Recorded data -
++++++++++

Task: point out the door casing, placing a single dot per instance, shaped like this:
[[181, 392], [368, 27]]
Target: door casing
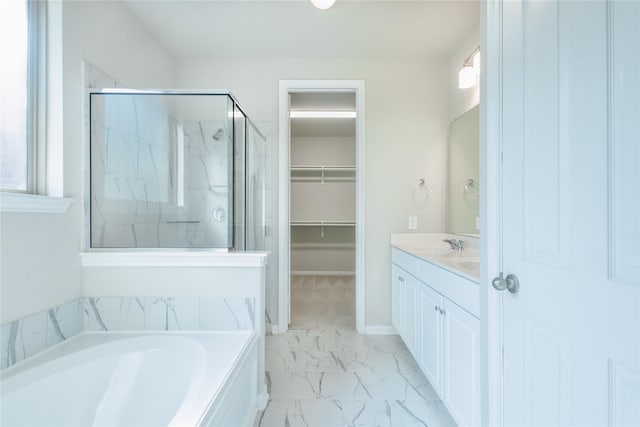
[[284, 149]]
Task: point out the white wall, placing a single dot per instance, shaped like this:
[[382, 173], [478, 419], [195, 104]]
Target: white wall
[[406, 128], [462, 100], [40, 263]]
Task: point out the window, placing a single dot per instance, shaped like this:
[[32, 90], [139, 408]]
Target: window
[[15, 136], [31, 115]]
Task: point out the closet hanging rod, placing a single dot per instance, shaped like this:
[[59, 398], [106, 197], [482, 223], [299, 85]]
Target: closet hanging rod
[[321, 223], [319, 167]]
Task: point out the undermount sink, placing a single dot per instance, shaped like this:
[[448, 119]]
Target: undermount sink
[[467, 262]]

++++++++++

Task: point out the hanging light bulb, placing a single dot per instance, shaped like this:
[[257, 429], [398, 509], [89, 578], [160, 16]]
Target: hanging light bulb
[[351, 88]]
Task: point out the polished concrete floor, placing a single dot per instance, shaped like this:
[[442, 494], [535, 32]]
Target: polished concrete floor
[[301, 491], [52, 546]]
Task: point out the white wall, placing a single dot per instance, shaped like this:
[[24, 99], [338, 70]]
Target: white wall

++++++++++

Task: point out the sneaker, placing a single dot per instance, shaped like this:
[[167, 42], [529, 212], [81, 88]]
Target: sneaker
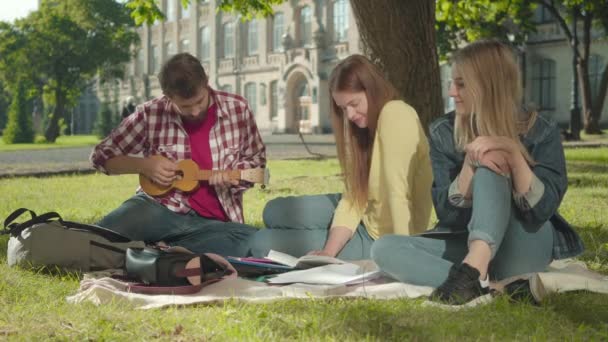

++++++++++

Your goal -
Start at the line above containing "Task: point out the door" and stop at the line containing "[[382, 173], [478, 419], [195, 104]]": print those lines and everything between them exactly, but not the pictures.

Written solution -
Task: point out the door casing, placing a single dot per instance, shaped like this:
[[181, 392], [368, 27]]
Target: door casing
[[284, 149]]
Task: point out the white wall, placing a single dot per instance, shaped like this:
[[382, 173], [478, 419], [195, 104]]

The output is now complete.